Object point labels
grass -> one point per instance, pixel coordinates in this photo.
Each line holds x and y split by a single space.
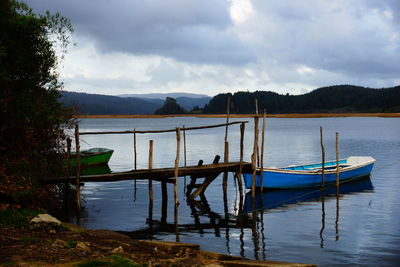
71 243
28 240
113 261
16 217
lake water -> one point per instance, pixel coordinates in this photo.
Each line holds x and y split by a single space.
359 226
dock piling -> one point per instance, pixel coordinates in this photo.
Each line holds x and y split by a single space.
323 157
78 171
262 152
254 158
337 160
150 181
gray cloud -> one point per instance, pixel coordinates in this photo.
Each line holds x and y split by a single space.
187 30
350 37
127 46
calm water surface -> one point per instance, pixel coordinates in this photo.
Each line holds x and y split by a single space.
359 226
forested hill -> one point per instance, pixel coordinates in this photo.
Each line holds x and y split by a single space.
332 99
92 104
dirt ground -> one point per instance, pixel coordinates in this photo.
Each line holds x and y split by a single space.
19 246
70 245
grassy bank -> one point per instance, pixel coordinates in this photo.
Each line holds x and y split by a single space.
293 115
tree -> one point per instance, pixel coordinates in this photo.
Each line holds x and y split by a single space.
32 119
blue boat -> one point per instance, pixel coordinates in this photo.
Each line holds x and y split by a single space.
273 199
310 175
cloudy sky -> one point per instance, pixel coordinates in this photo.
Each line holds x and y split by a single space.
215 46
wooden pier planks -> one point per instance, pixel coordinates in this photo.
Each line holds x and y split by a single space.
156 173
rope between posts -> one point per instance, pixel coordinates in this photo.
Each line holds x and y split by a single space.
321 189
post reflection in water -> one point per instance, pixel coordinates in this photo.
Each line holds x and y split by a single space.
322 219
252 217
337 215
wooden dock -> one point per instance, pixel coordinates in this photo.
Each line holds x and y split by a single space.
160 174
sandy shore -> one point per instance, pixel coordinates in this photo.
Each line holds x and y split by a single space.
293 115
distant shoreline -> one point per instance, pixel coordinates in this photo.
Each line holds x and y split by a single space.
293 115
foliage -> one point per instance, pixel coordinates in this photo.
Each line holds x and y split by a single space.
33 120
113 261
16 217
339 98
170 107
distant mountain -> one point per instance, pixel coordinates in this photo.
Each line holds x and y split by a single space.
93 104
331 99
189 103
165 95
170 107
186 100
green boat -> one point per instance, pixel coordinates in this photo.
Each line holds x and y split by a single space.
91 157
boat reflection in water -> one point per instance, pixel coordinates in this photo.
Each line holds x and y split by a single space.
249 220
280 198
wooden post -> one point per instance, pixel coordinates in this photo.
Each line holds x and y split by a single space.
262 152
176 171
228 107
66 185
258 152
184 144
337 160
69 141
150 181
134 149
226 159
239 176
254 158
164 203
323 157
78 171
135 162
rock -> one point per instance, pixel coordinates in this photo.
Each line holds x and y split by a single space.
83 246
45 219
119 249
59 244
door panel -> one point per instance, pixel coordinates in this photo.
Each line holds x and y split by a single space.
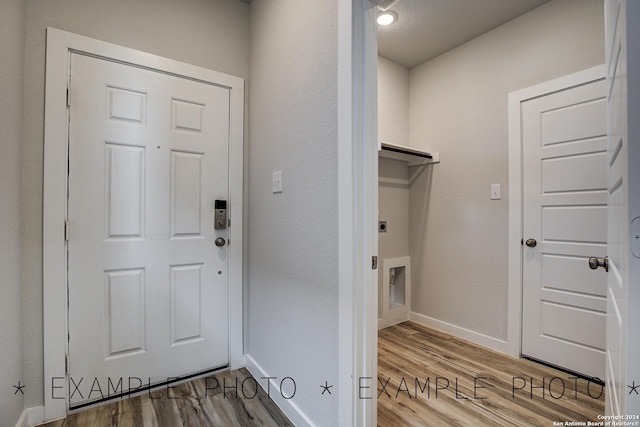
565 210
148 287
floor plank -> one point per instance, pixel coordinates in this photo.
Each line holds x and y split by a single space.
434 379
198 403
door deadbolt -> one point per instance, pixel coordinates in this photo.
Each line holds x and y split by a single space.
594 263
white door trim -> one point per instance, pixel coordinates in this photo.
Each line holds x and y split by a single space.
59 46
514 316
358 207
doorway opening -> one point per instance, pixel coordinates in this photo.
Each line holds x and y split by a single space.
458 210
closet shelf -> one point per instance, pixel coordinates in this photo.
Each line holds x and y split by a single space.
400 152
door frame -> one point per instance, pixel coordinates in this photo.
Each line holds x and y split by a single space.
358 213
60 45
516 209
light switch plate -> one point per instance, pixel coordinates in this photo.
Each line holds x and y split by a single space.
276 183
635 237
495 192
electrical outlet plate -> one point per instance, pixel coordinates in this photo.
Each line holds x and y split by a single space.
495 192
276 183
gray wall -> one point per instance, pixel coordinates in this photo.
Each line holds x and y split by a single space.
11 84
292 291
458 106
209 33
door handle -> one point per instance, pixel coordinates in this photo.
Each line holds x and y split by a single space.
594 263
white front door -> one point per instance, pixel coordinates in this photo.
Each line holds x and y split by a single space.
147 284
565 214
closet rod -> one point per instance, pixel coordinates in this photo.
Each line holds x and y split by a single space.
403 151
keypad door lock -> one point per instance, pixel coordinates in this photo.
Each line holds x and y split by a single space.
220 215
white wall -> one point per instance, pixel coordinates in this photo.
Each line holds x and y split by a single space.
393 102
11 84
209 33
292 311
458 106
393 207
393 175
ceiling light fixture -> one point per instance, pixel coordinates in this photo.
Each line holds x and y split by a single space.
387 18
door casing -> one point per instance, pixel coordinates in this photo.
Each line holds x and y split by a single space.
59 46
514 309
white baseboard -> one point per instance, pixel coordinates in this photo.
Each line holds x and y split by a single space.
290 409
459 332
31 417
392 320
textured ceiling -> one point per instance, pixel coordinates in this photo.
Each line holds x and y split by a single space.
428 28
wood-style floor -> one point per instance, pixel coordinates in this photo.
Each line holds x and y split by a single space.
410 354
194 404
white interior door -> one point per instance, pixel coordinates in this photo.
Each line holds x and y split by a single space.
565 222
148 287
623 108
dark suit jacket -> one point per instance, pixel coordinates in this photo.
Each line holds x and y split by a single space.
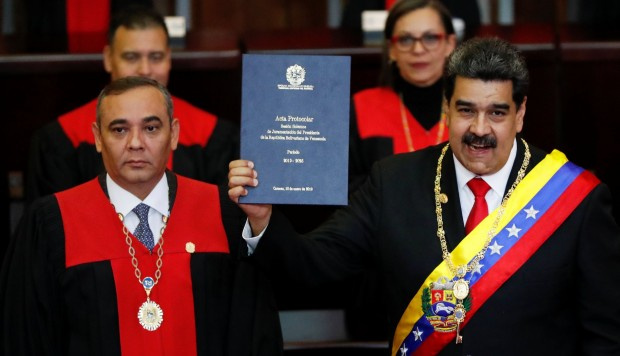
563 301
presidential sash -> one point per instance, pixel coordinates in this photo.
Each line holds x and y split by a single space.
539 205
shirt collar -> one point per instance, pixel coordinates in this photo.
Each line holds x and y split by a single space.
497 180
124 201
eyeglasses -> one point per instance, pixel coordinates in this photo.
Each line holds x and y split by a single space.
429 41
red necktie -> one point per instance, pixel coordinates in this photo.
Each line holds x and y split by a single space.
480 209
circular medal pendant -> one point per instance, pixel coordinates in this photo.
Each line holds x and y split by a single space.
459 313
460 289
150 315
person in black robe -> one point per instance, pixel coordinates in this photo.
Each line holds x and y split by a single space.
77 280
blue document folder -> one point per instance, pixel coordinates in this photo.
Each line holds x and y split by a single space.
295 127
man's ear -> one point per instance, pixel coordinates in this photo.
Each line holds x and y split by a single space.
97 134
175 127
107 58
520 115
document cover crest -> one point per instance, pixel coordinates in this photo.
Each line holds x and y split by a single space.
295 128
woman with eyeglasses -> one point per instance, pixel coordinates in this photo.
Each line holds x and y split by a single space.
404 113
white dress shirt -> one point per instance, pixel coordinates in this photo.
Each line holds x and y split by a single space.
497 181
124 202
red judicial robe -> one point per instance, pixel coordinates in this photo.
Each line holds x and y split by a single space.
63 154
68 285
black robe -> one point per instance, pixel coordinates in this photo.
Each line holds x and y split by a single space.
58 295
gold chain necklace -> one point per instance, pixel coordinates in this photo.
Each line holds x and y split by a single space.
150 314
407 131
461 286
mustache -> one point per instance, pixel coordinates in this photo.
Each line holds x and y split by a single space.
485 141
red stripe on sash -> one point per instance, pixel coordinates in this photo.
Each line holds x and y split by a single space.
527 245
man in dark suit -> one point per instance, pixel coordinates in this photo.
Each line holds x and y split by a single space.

__EXERCISE DETAILS__.
Please write out all the records above again, substituting "separated by one space" for every "split by a single space" and changing nothing else. Omit the pictures from your answer.

__WRITTEN ANSWER__.
grass -> one point per instance, pixel coordinates in this photo.
Each line holds x and y separated by one space.
71 243
28 240
113 261
16 217
lake water -> one point per instance, pixel coordinates in this photo.
Each line holds x and y separated by one space.
359 226
dock piling -> one point per instance, pixel coordinates in this photo.
Each line holds x and y separated by one space.
323 157
78 171
262 152
254 158
337 160
150 181
gray cloud -> one point per instance, pixel coordinates in this photo.
Each line holds x and y separated by one space.
187 30
350 37
127 46
calm water surface -> one point per instance, pixel coordinates in this photo.
Each line holds x and y separated by one space.
359 226
forested hill -> one point per instance, pixel coordinates in this photo.
Each line holds x and y separated by one space.
332 99
92 104
dirt ground -> one point per instance, pixel coordinates in this photo.
Each line holds x and y separated by one space.
19 246
70 245
grassy bank -> one point per instance, pixel coordinates in this photo.
Each line holds x and y separated by one space.
293 115
tree -> one point per instance, pixel coordinates in this photo.
Each line holds x and y separated by one space.
32 119
blue boat -> one point per instance, pixel coordinates in this photo.
Each line holds x and y separated by one space.
273 199
310 175
cloudy sky -> one point per instance, pixel coordinates in this photo.
Each line holds x and y separated by one space.
215 46
wooden pier planks -> one point per instance, pixel coordinates in this photo.
Each line holds x and y separated by one space.
156 173
rope between posts -> one point per instance, pixel coordinates in this photo.
Each line holds x and y separated by one space.
321 189
post reflection in water -> one point per instance, pixel coordinates in this photo.
Each line holds x and y separated by one space.
322 219
252 217
337 215
wooden dock -> one point per instance, pixel coordinates in this photo.
Each line holds x and y separated by one space.
160 174
sandy shore -> one point per instance, pixel coordinates in this photo.
Each line holds x and y separated by one space.
293 115
distant shoreline -> one point per instance, pixel coordinates in this photo.
Each line holds x and y separated by one space.
293 115
foliage -> one point per instance, pixel coordinates in this photo.
Each line holds x and y separated by one space.
33 120
113 261
16 217
339 98
170 107
distant mountain -> one point per instance, pixel coordinates in this photo.
Each line holds x and y separated by one space.
93 104
331 99
189 103
165 95
170 107
186 100
green boat -> one point per instance, pixel coordinates in this photo.
Each line holds x and y separated by one space.
91 157
boat reflection in water -> one point per instance, pixel coordinates in this photo.
Each line holds x and y separated by one space.
249 220
280 198
wooden post -> one point per instance, pixel coordinates in this photo.
Each line holds x and y separated by one space.
262 152
176 171
228 107
66 185
258 152
184 144
337 160
69 141
150 181
134 149
226 159
239 176
254 158
164 203
323 157
78 171
135 162
rock -> one point per instance, pixel coordinates in this photo.
Each line holds x and y separated by one space.
83 246
45 219
119 249
59 244
door panel -> one point per instance, pixel coordinates in this photo.
Each line holds x and y separated by one space.
565 210
148 287
floor plank -> one point per instance, pixel coordinates in this photo.
Each line holds x and y separated by one space.
434 379
198 403
door deadbolt -> one point per instance, pixel coordinates in this photo.
Each line holds x and y separated by one space.
594 263
white door trim -> one point per instance, pixel coordinates in this photo.
Each line holds x and y separated by one space.
59 46
514 316
358 207
doorway opening -> one point per instance, pixel coordinates in this photo.
Each line holds x and y separated by one space.
458 210
closet shelf -> one point per instance, pixel coordinates in this photo.
Each line holds x and y separated by one space.
400 152
door frame -> one point per instance, pixel coordinates in this photo.
Each line holds x and y separated by one space.
358 213
60 45
516 209
light switch plate -> one point per instance, pixel coordinates in this photo.
Each line holds x and y separated by one space.
276 183
635 237
495 192
electrical outlet plate -> one point per instance, pixel coordinates in this photo.
Each line holds x and y separated by one space.
495 192
276 183
gray wall -> one point per instance, pixel coordinates in this photo.
Each line holds x and y separated by one space.
11 84
292 291
458 106
209 33
door handle -> one point per instance, pixel coordinates in this photo.
Each line holds x and y separated by one space.
594 263
white front door -> one point per instance, pixel coordinates in this photo.
Each line holds x and y separated by one space.
147 284
565 214
closet rod -> one point per instance, pixel coordinates in this photo.
Each line holds x and y separated by one space.
403 151
keypad door lock -> one point per instance, pixel coordinates in this photo.
Each line holds x and y separated by one space.
220 215
white wall -> one point per instance, pixel coordinates in this photo.
Each line holds x and y separated by one space.
393 102
11 84
209 33
292 311
458 106
393 207
393 175
ceiling light fixture -> one point per instance, pixel coordinates in this photo.
Each line holds x and y separated by one space.
387 18
door casing -> one point per instance, pixel coordinates in this photo.
Each line holds x and y separated by one space.
59 46
514 309
white baseboard -> one point per instance, pixel coordinates in this photo.
Each line holds x and y separated by one space.
290 409
459 332
31 417
392 320
textured ceiling -> one point per instance, pixel coordinates in this photo.
Each line holds x and y separated by one space.
428 28
wood-style floor -> one point per instance, pixel coordinates in this photo.
Each line holds x and y separated by one space.
410 354
194 404
white interior door -> one point per instance, pixel coordinates in this photo.
Each line holds x and y separated by one space.
565 222
148 287
623 108
dark suit jacket -> one point per instance, pixel coordinates in this photo.
Each line holds x and y separated by one space.
563 301
presidential sash -> one point per instance, pixel coordinates in this photo.
Each line holds x and y separated by one space.
539 205
shirt collar -> one point per instance, pixel coordinates in this photo.
Each line holds x and y separated by one space.
497 180
124 201
eyeglasses -> one point per instance, pixel coordinates in this photo.
Each line holds x and y separated by one space.
429 41
red necktie -> one point per instance, pixel coordinates in this photo.
Each line holds x and y separated by one space.
480 209
circular medal pendant -> one point per instance, pixel coordinates in this photo.
Each line holds x and y separated by one space.
459 313
460 289
150 315
person in black robe -> one point per instance, pixel coordinates in this photo.
Each line holds x and y separated by one space.
77 280
blue document folder -> one point per instance, pixel coordinates in this photo.
Each line holds x and y separated by one space.
295 127
man's ear -> one point per instance, pixel coordinates in this photo.
Each line holds x and y separated by one space.
97 134
175 127
107 58
520 115
document cover crest -> one point per instance, pixel coordinates in this photo.
Each line holds x and y separated by one space.
295 128
woman with eyeglasses -> one point per instance, pixel coordinates in this photo.
Each line holds x and y separated by one space.
404 113
white dress shirt -> one point per instance, pixel coordinates in this photo.
Each line holds x and y separated by one space.
497 181
124 202
red judicial robe -> one point per instance, pixel coordinates in this photo.
Each line holds x and y separated by one space.
63 154
68 285
black robe -> one point per instance, pixel coordinates in this photo.
Each line holds x and y separated by one space.
58 295
gold chain necklace -> one point per instance, pixel coordinates in this photo.
Each line holds x and y separated by one space.
150 314
407 131
461 286
mustache -> one point per instance, pixel coordinates in this photo.
Each line holds x and y separated by one space.
485 141
red stripe on sash -> one point per instance, pixel coordinates in this photo.
Each line holds x and y separated by one space.
527 245
man in dark suit -> one point per instance, pixel coordinates in this photo.
Each line holds x and y separated by one space.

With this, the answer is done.